Petitioner’s gross income consisted of wages, interest, refunds of State and local income taxes, capital gain, pensions and annuities, royalties, Social Security benefits, and trust fees.

Offutt v. Commissioner, 16 T.C. 1214 (1951), construed sec. 23(h) of the 1939 Code, a predecessor of current sec. 165(d) with identical language. The language first appeared in the Revenue Act of 1934, ch. 277, sec. 23(g), 48 Stat. 689, and has remained unchanged since.

Although Nitzberg v. Commissioner, 580 F.2d 357 (9th Cir. 1978), revg. T.C. Memo. 1978-154 and T.C. Memo. 1978-228, reversed two Memorandum Opinions of this Court, the reversal turned upon different views concerning whether the wagering transactions at issue were those of the taxpayers or third parties and not upon a different view of the applicability of sec. 165(d) to wagering activities conducted as a trade or business.

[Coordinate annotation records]
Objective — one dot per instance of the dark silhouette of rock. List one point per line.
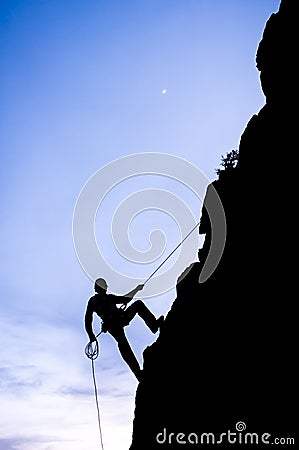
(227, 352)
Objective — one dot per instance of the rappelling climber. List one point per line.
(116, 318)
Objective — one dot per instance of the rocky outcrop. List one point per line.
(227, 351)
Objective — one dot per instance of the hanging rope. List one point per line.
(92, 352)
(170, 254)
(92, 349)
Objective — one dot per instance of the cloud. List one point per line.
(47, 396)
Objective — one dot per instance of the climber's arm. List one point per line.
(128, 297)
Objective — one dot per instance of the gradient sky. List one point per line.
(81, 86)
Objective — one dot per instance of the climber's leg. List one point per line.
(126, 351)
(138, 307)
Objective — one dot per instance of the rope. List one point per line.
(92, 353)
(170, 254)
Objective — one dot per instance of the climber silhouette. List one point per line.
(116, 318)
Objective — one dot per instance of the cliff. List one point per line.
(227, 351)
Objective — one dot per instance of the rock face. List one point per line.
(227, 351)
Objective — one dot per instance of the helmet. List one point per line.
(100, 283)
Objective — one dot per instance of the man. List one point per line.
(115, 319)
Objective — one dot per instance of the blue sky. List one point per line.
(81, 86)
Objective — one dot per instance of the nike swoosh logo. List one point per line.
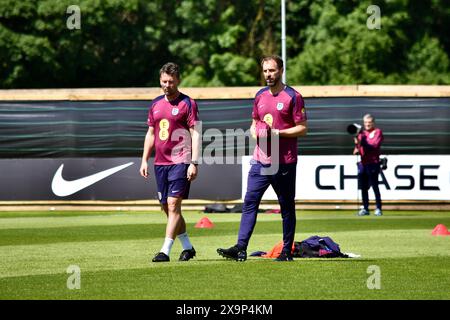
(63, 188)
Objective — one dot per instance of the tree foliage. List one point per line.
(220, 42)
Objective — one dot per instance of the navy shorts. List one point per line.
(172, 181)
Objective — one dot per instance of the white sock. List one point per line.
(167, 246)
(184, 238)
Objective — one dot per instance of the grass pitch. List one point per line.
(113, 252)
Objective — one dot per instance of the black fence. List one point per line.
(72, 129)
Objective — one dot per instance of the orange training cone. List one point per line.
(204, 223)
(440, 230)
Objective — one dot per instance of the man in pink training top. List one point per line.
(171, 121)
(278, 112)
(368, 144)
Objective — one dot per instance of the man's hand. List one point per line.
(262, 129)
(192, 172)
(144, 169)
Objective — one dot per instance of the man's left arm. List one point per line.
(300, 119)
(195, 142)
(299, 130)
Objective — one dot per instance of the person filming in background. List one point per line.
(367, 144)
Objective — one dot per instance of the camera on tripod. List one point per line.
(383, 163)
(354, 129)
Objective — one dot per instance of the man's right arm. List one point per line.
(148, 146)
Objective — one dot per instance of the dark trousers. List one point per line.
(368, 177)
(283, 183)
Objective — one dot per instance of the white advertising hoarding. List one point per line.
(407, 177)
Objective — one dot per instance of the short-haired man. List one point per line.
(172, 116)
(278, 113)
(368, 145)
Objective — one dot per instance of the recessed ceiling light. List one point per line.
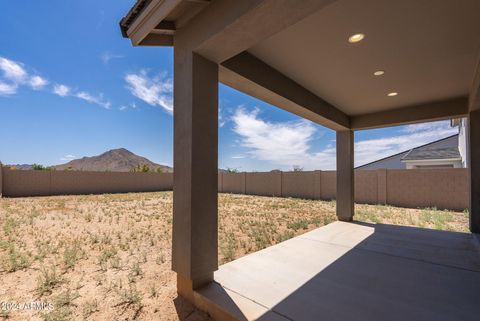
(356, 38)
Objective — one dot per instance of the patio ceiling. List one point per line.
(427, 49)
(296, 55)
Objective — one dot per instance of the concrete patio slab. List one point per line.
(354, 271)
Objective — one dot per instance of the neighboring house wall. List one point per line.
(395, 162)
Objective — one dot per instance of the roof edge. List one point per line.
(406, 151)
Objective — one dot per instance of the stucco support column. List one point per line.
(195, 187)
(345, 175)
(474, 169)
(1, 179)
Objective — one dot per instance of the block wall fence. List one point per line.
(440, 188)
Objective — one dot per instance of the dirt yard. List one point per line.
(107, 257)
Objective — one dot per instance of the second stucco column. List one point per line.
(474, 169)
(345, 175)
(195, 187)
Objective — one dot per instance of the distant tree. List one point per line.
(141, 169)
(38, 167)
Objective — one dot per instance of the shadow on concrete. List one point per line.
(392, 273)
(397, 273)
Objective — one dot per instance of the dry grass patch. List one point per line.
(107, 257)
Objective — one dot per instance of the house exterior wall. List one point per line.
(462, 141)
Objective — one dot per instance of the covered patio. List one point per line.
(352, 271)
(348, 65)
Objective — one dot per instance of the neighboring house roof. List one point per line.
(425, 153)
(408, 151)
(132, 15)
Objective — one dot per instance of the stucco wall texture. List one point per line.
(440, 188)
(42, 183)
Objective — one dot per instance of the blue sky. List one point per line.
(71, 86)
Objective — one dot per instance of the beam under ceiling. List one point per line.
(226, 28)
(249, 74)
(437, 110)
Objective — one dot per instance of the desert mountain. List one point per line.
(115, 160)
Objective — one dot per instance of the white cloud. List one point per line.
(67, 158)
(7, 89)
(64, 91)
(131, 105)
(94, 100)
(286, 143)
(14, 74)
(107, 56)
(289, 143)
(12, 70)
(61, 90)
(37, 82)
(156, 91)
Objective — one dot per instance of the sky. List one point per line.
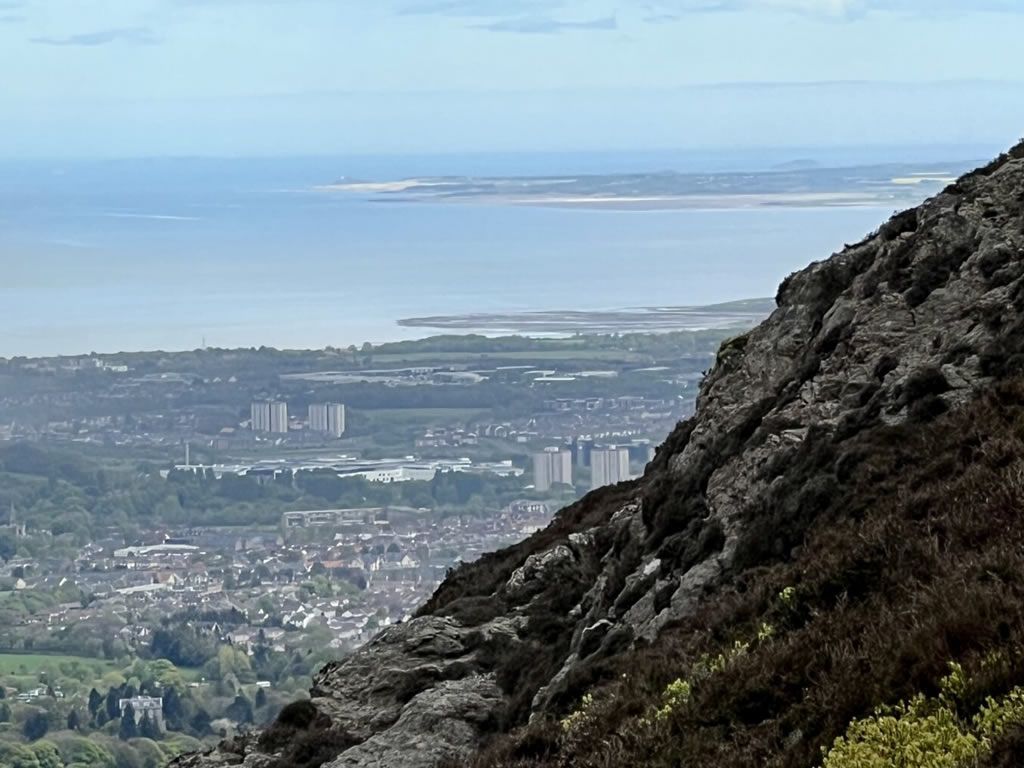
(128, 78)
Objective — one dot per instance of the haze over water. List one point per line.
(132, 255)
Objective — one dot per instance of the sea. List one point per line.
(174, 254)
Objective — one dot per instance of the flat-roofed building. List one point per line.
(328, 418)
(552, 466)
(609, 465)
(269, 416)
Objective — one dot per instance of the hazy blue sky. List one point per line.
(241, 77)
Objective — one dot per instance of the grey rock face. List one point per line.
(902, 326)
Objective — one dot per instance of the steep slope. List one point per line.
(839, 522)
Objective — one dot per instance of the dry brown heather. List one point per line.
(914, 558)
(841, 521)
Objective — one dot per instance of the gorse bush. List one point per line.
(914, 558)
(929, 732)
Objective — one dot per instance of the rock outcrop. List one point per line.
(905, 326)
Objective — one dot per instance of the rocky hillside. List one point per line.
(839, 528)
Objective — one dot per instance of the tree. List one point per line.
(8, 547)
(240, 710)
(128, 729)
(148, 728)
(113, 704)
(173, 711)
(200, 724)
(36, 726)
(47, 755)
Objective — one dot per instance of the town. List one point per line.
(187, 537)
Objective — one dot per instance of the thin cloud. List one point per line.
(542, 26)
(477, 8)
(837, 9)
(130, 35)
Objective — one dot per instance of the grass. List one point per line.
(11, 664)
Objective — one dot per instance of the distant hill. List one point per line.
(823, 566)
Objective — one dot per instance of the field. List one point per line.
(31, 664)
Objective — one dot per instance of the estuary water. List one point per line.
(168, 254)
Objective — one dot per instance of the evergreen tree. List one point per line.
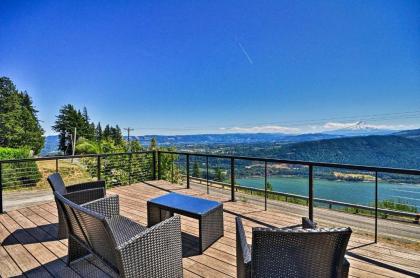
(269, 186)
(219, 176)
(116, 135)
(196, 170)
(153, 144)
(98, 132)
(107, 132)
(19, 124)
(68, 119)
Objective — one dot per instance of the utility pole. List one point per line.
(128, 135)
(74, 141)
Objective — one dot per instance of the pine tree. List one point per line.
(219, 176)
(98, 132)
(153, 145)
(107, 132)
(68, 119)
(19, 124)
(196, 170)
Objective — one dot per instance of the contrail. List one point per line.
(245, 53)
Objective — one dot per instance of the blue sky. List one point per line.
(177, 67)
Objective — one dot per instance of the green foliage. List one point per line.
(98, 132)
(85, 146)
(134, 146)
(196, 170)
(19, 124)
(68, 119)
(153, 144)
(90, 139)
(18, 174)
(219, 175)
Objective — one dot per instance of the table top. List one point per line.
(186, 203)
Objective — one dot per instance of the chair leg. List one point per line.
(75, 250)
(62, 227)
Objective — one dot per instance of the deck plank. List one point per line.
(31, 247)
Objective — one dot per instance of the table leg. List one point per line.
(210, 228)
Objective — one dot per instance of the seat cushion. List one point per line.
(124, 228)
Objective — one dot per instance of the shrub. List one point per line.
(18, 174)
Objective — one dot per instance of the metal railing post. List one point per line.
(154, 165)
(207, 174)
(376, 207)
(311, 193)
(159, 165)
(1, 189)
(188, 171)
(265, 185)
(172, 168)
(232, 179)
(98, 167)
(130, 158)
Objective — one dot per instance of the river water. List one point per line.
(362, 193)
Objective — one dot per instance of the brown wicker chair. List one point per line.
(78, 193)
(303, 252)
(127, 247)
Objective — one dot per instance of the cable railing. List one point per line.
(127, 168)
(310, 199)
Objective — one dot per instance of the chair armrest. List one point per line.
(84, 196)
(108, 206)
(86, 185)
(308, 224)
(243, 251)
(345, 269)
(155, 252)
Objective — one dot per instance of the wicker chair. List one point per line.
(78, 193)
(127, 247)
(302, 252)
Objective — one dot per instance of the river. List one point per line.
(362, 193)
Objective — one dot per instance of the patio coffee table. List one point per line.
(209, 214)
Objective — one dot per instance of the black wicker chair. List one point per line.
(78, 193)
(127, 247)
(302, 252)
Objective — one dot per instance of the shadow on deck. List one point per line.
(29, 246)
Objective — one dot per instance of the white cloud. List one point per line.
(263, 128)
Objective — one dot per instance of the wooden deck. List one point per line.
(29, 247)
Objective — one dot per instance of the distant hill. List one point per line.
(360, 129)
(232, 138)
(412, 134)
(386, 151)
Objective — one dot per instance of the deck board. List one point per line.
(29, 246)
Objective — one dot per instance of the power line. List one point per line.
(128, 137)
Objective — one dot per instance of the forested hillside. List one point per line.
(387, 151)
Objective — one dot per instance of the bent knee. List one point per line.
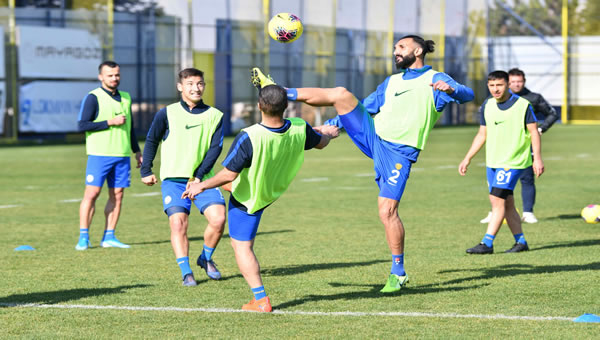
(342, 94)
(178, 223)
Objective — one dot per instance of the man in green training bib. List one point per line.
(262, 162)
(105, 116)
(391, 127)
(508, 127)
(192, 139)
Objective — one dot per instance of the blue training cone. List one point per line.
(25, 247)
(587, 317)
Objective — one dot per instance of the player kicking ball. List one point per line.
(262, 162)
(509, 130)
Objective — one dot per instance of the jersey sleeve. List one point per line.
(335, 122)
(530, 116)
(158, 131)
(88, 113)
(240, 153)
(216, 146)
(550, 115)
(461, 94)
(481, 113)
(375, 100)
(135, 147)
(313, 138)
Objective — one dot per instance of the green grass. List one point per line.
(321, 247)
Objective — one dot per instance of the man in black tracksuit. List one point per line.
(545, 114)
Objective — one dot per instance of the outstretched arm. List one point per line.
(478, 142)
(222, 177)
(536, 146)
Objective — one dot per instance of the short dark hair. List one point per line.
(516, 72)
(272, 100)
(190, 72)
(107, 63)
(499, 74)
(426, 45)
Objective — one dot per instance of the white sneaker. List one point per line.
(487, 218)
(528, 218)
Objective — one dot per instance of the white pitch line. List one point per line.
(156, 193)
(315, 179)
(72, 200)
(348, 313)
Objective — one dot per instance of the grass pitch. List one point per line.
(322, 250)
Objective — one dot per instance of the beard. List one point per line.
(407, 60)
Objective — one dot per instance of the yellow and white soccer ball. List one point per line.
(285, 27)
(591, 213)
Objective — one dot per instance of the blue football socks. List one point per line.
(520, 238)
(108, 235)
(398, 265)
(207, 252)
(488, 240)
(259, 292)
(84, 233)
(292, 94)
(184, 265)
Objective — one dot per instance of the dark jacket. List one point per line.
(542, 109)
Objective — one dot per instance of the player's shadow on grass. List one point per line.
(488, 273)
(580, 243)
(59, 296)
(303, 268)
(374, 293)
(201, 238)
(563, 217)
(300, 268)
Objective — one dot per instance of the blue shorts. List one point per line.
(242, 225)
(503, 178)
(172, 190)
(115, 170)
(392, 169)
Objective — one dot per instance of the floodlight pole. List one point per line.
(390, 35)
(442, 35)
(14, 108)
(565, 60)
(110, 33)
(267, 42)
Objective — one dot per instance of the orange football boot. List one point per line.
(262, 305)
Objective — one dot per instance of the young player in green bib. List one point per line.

#### [WRITTEN PROBLEM]
Transcribe the footnotes on the tax case word for word, everything from "Petitioner’s gross income" down to "remained unchanged since.".

#### [TASK RESULT]
Petitioner’s gross income consisted of wages, interest, refunds of State and local income taxes, capital gain, pensions and annuities, royalties, Social Security benefits, and trust fees.

Offutt v. Commissioner, 16 T.C. 1214 (1951), construed sec. 23(h) of the 1939 Code, a predecessor of current sec. 165(d) with identical language. The language first appeared in the Revenue Act of 1934, ch. 277, sec. 23(g), 48 Stat. 689, and has remained unchanged since.